*** Opening Supplied material ***

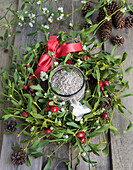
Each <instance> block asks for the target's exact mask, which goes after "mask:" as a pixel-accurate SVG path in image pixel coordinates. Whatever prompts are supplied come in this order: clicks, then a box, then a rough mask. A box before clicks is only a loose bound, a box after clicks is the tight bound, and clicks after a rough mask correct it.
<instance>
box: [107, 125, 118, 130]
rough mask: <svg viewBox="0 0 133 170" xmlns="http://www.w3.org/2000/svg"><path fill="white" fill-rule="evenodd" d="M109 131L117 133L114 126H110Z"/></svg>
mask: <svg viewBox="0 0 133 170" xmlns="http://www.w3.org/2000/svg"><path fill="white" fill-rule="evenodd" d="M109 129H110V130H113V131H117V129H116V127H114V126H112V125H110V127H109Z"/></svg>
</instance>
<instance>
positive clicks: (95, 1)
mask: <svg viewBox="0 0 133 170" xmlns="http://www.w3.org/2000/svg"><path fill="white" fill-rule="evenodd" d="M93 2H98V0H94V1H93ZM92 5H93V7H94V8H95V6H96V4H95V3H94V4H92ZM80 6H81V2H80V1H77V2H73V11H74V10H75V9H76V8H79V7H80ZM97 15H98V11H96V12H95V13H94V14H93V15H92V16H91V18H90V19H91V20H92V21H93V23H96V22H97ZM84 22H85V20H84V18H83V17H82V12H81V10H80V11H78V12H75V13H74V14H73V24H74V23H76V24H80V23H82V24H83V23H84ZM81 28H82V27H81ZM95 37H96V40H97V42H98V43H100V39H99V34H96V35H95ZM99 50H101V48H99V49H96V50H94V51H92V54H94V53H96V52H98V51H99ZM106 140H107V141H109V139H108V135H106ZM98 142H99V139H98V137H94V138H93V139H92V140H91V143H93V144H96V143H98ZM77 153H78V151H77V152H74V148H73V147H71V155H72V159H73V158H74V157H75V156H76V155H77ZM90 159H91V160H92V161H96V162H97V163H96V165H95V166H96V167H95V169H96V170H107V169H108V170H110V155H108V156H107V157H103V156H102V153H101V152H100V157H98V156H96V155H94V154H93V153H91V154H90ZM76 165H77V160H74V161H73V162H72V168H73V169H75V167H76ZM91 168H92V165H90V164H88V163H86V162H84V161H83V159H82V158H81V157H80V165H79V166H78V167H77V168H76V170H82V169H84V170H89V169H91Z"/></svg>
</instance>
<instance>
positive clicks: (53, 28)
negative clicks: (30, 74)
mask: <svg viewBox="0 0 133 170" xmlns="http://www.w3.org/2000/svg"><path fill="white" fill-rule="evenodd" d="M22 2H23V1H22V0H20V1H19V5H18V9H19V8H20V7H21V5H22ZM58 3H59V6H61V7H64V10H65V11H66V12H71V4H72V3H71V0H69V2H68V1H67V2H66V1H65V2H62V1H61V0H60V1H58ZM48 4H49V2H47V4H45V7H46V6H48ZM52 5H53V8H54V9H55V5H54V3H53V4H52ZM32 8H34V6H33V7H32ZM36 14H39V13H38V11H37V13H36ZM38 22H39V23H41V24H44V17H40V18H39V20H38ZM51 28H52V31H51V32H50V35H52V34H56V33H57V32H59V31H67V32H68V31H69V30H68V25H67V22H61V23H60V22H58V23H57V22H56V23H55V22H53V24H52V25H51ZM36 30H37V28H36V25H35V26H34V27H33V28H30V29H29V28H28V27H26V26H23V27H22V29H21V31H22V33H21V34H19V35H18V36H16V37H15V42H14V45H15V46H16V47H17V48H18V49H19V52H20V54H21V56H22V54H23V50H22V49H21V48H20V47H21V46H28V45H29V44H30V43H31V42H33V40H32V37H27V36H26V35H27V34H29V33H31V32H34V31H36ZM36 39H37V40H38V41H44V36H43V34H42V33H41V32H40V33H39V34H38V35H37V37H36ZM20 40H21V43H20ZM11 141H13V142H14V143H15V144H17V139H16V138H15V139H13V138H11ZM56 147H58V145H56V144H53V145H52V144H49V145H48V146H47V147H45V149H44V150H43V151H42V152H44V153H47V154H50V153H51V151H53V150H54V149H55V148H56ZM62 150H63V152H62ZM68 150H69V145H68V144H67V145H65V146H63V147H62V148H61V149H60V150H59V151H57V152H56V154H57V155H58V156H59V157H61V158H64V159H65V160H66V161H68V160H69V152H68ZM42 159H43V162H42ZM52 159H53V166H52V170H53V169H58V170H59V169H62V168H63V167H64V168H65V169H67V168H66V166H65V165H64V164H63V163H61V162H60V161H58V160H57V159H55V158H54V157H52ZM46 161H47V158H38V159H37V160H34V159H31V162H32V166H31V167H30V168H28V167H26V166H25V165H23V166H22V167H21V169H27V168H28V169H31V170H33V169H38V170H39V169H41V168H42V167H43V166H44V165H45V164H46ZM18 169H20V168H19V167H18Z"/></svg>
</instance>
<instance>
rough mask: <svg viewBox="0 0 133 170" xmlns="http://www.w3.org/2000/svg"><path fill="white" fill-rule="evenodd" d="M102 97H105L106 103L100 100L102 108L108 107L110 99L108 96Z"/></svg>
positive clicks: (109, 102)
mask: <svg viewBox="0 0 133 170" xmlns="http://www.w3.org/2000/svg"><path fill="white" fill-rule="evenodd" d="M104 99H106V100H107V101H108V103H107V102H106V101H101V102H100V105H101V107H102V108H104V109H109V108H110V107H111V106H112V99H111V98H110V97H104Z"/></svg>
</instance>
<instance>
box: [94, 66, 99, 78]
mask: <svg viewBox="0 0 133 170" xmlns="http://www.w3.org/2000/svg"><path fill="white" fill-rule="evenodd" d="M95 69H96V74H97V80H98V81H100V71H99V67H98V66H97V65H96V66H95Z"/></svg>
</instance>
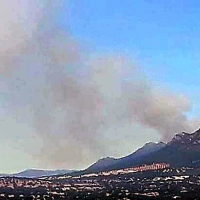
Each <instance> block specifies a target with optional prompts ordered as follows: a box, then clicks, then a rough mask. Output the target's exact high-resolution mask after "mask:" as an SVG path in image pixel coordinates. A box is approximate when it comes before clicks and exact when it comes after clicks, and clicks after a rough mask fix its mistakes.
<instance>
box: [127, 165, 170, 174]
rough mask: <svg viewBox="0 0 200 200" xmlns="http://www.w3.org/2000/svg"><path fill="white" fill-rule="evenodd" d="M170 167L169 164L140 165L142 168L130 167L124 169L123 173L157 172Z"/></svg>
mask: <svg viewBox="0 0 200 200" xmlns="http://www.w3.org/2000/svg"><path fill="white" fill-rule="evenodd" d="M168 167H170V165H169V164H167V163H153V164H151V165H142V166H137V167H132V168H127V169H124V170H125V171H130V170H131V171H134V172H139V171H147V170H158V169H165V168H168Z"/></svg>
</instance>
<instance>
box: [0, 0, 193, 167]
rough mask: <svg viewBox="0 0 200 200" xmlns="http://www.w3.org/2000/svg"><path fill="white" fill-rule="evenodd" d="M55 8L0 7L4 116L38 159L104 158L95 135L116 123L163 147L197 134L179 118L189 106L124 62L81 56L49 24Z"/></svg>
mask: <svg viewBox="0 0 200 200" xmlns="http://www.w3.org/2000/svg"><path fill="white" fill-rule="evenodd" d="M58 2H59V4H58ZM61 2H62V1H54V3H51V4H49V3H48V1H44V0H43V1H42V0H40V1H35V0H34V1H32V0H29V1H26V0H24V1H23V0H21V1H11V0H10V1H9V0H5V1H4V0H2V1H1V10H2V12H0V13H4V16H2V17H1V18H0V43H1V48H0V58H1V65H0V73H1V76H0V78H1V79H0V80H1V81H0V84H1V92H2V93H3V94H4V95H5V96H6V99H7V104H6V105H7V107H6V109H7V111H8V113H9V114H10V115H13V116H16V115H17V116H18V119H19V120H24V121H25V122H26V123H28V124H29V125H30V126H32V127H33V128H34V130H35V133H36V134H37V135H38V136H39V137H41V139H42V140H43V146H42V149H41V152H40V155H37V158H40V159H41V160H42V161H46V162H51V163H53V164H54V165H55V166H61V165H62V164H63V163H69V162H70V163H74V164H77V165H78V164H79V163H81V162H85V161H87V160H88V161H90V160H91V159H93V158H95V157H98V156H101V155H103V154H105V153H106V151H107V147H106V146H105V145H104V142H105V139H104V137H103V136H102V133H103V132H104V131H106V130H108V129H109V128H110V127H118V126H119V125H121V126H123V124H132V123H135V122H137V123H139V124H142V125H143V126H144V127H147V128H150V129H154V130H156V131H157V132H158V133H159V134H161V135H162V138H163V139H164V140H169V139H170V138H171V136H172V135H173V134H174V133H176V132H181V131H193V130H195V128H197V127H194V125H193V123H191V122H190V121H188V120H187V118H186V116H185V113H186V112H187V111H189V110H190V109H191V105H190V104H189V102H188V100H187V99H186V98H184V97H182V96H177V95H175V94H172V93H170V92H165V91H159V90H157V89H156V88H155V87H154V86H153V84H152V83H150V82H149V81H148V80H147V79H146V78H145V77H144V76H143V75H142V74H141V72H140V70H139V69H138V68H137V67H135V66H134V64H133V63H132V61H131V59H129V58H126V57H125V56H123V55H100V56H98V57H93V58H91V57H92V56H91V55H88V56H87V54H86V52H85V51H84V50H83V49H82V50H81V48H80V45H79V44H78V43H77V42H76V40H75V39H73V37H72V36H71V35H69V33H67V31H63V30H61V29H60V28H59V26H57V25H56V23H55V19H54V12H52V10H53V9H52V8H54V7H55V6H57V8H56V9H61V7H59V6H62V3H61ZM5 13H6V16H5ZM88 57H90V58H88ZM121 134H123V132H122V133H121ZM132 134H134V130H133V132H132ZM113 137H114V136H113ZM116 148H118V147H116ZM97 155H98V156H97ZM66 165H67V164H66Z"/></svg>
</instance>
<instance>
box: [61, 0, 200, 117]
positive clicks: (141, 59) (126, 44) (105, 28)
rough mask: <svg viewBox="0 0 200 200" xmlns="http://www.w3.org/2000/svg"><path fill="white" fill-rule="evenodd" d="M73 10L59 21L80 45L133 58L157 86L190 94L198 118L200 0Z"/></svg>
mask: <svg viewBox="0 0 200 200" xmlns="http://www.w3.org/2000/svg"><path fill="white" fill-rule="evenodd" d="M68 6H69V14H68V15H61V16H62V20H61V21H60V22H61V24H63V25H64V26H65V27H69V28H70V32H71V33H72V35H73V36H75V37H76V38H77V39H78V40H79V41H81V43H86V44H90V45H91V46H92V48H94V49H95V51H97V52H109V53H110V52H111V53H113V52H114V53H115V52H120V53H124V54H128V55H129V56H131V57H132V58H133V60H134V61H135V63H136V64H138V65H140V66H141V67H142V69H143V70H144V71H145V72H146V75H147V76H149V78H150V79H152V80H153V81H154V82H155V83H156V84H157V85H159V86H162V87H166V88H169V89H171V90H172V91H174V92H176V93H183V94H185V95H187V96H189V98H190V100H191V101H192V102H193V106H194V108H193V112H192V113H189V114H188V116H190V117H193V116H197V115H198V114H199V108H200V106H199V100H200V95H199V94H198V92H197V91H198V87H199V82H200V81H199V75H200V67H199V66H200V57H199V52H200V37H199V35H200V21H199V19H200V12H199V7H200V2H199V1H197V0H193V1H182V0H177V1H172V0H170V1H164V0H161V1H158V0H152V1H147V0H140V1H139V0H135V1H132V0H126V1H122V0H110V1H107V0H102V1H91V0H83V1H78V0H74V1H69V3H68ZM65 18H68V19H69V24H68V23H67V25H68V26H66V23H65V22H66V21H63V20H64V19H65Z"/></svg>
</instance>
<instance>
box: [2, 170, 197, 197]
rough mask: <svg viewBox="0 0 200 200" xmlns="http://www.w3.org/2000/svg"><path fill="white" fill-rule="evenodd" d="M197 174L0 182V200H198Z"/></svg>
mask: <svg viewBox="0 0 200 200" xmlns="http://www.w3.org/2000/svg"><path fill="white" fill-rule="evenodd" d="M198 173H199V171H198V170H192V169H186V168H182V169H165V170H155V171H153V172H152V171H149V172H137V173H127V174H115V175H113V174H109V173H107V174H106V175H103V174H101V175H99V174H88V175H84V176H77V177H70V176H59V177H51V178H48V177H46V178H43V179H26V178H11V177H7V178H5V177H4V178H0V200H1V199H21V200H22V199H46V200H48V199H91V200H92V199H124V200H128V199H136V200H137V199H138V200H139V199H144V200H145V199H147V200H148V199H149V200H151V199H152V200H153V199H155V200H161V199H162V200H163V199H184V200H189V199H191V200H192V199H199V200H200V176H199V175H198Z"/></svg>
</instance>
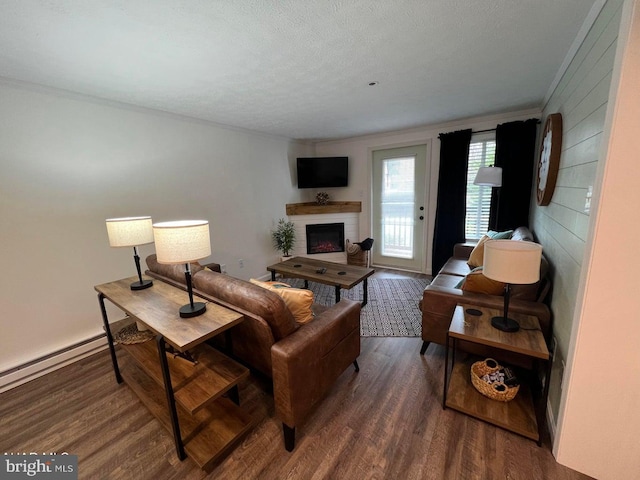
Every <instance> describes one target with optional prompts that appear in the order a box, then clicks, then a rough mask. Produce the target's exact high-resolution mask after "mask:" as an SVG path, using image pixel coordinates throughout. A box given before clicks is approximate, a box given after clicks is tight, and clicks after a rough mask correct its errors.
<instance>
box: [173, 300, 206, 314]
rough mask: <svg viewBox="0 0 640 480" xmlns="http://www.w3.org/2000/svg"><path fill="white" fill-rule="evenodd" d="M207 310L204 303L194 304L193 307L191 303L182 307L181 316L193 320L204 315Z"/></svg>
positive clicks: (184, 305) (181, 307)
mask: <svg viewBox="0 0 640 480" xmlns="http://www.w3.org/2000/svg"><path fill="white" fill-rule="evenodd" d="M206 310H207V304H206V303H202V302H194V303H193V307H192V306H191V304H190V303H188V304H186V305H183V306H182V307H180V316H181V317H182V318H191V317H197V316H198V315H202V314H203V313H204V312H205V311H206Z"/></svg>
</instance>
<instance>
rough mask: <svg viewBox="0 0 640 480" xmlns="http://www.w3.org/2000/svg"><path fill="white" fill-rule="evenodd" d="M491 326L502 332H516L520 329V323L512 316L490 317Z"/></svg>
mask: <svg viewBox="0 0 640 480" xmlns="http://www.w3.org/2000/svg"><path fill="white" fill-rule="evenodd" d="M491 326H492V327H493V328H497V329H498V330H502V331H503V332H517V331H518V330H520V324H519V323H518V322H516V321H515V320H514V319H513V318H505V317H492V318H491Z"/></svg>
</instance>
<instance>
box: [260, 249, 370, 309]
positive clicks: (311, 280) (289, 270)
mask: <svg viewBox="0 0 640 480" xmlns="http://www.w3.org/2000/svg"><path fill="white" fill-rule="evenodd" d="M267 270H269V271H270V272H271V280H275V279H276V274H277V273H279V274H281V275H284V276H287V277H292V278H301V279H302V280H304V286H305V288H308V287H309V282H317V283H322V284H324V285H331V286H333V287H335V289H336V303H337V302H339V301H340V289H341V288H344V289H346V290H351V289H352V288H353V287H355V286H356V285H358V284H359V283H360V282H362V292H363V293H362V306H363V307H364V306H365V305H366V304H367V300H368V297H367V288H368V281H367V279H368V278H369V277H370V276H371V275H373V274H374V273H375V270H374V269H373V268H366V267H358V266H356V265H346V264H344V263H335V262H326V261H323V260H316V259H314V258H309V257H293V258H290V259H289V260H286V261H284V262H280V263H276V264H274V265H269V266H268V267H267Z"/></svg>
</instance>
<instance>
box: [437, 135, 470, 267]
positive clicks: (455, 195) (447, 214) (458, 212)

*** Closing Supplied material ***

Gather and copy out every line of the listing above that contains the string "positive".

▸ Finished exercise:
positive clicks: (95, 1)
positive clicks: (53, 28)
positive clicks: (109, 102)
positive clicks: (141, 59) (126, 44) (105, 28)
positive clicks: (184, 305) (181, 307)
positive clicks: (311, 280) (289, 270)
positive clicks: (455, 195) (447, 214) (458, 212)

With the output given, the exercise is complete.